[GIVEN DATA Boundary: Start]

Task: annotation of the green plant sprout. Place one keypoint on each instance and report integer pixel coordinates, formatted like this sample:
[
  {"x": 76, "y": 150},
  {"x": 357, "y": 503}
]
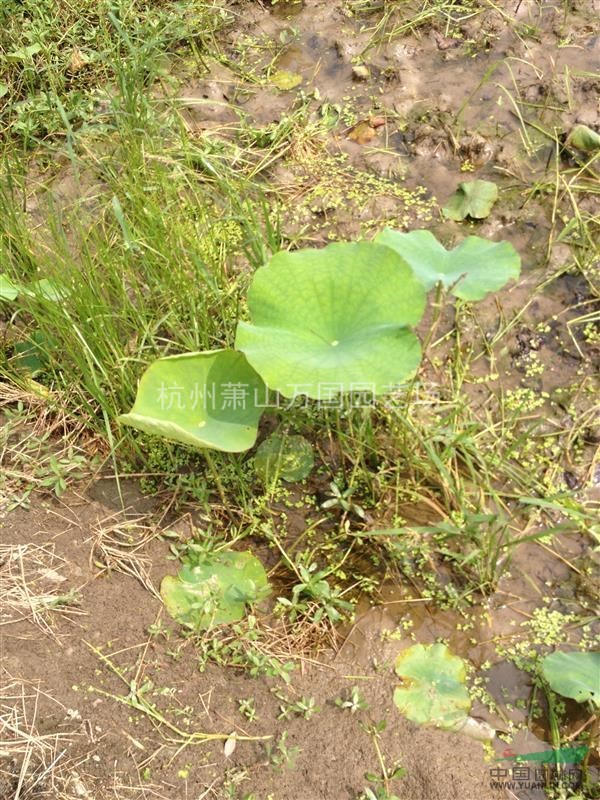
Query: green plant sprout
[
  {"x": 304, "y": 707},
  {"x": 353, "y": 702},
  {"x": 381, "y": 789}
]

[GIVEN DATA Boundary: End]

THE PROBLEM: For each record above, write out every line exactly and skip the pictures.

WRITTEN RESPONSE:
Task: annotation of the green plant sprout. Place one keypoint on each instance and report integer pixel coordinates, formatted like this sample:
[
  {"x": 76, "y": 150},
  {"x": 357, "y": 503}
]
Query: green plant sprout
[
  {"x": 304, "y": 707},
  {"x": 353, "y": 702},
  {"x": 381, "y": 789}
]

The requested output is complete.